Repeat the passage on Top Rope Promotions word for word, from "Following the close" up to and including "also made appearances.".

DOCUMENT EXCERPT:
-----

Top Rope Promotions (formerly known as Yankee Pro Wrestling and South Coast Championship Wrestling) is a North Eastern independent professional wrestling promotion based in New Bedford, Massachusetts and is the largest promotion in the Southern New England area rivaling other North Eastern promotions including Chaotic Wrestling, the Millennium Wrestling Federation and New England Championship Wrestling. Along with its head trainer Matt Hyson, their seminars have been hosted by Ring of Honor alumni Jamie Noble and A.J. Styles. A number of independent wrestlers competed in Yankee Pro Wrestling during their early careers including Amanda Storm, Andy Jaxx, D. C. Drake, Slyck Wagner Brown, Johnny Heartbreaker, Shark Boy, Christian York, Metal Maniac, Robbie Ellis, Rick Fuller and Dan "The Beast" Severn.

Following the close of Extreme Championship Wrestling, several ECW mainstays such as Amish Roadkill, Dawn Marie, Simon Diamond, Perry Saturn, Tony DeVito, Little Guido, Jerry Lynn, Steve Corino, Justin Credible, Julio Dinero, Chris Hamrick, Big Dick Dudley and Joel Gertner had brief stints in the promotion. In recent years, TNA wrestlers Christy Hemme, Talia, Abyss, Jay Lethal, Joey Matthews, Ron "The Truth" Killings, Bubba Ray Dudley, and D-Von Dudley have also made appearances.

-----

[Records of labeled points]
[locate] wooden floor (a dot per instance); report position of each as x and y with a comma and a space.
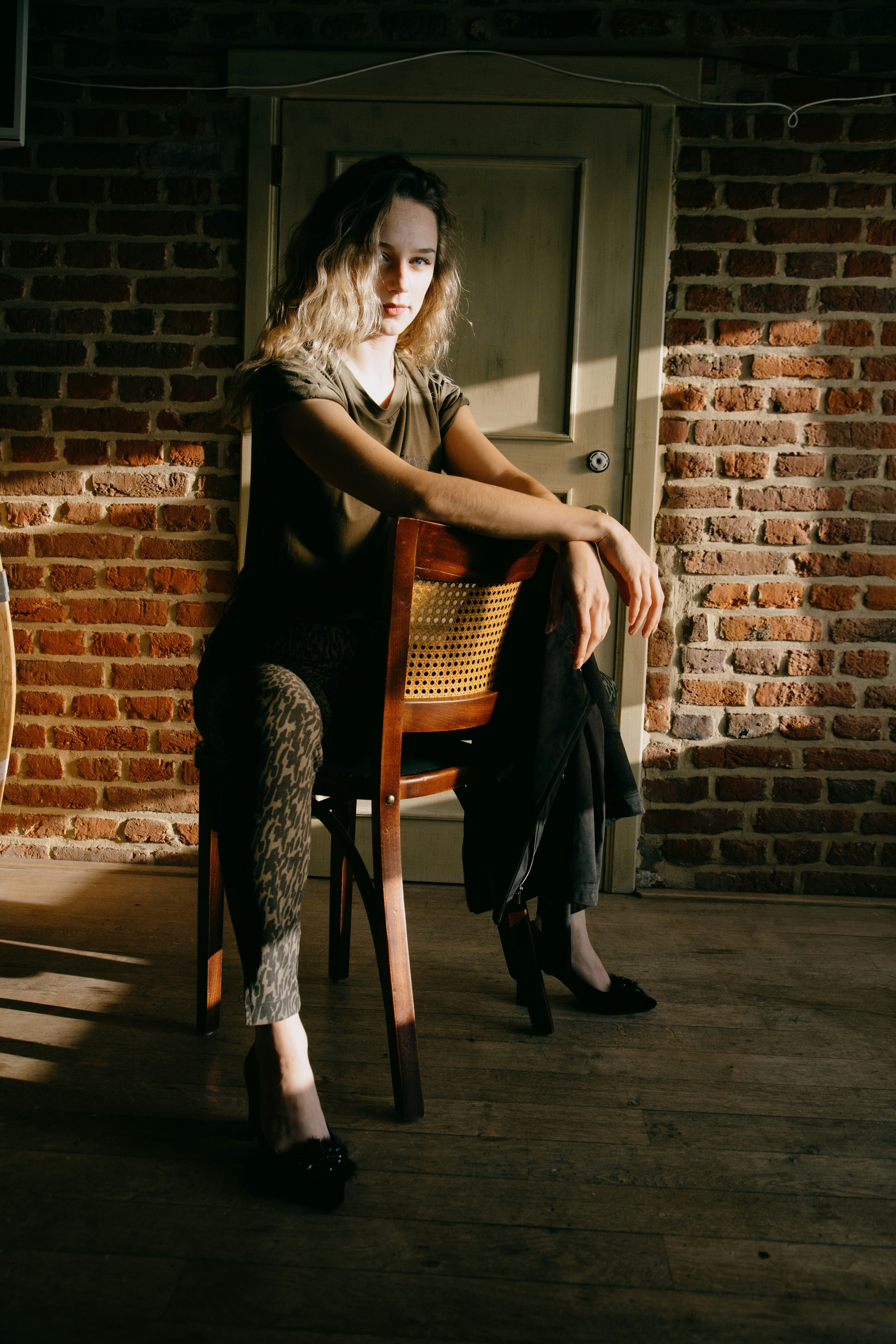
717, 1171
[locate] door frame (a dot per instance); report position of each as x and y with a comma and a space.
453, 77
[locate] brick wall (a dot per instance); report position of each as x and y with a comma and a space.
770, 701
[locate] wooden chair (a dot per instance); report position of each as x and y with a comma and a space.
449, 599
7, 679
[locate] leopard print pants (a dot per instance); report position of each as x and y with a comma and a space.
267, 721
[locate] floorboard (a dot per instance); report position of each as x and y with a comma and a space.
718, 1170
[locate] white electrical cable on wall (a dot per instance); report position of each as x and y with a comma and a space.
463, 52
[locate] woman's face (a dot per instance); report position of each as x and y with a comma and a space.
408, 263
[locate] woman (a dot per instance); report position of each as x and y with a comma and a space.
353, 425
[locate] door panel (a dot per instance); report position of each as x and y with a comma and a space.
547, 199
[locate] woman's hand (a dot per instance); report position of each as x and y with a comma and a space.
578, 580
636, 574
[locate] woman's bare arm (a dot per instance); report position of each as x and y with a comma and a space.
338, 451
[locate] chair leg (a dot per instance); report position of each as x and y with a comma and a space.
530, 982
210, 931
394, 964
341, 894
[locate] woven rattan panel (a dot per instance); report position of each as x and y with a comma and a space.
456, 638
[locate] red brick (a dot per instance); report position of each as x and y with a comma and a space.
744, 398
683, 398
99, 768
734, 562
780, 595
778, 628
708, 299
56, 673
78, 738
727, 596
796, 791
659, 756
849, 759
116, 646
796, 400
37, 702
152, 678
780, 229
695, 822
849, 401
678, 531
68, 579
37, 609
712, 693
756, 662
62, 642
837, 597
687, 853
810, 663
772, 820
187, 518
751, 264
177, 581
127, 579
866, 663
880, 599
745, 466
93, 706
856, 726
676, 791
139, 452
816, 693
44, 767
156, 708
89, 546
219, 581
803, 366
854, 631
151, 771
774, 299
119, 798
185, 742
50, 795
686, 331
839, 531
750, 433
803, 728
140, 517
119, 612
801, 499
874, 499
171, 646
741, 790
854, 334
95, 828
674, 431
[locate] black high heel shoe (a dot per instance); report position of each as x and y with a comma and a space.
624, 996
314, 1173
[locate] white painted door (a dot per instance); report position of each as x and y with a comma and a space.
547, 198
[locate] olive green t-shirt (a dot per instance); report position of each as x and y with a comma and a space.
315, 553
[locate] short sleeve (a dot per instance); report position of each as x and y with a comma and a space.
448, 398
279, 385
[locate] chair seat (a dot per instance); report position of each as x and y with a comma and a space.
422, 753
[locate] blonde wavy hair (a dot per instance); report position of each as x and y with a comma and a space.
327, 302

-----

SOLVED PROBLEM:
Following the close of Extreme Championship Wrestling, several ECW mainstays such as Amish Roadkill, Dawn Marie, Simon Diamond, Perry Saturn, Tony DeVito, Little Guido, Jerry Lynn, Steve Corino, Justin Credible, Julio Dinero, Chris Hamrick, Big Dick Dudley and Joel Gertner had brief stints in the promotion. In recent years, TNA wrestlers Christy Hemme, Talia, Abyss, Jay Lethal, Joey Matthews, Ron "The Truth" Killings, Bubba Ray Dudley, and D-Von Dudley have also made appearances.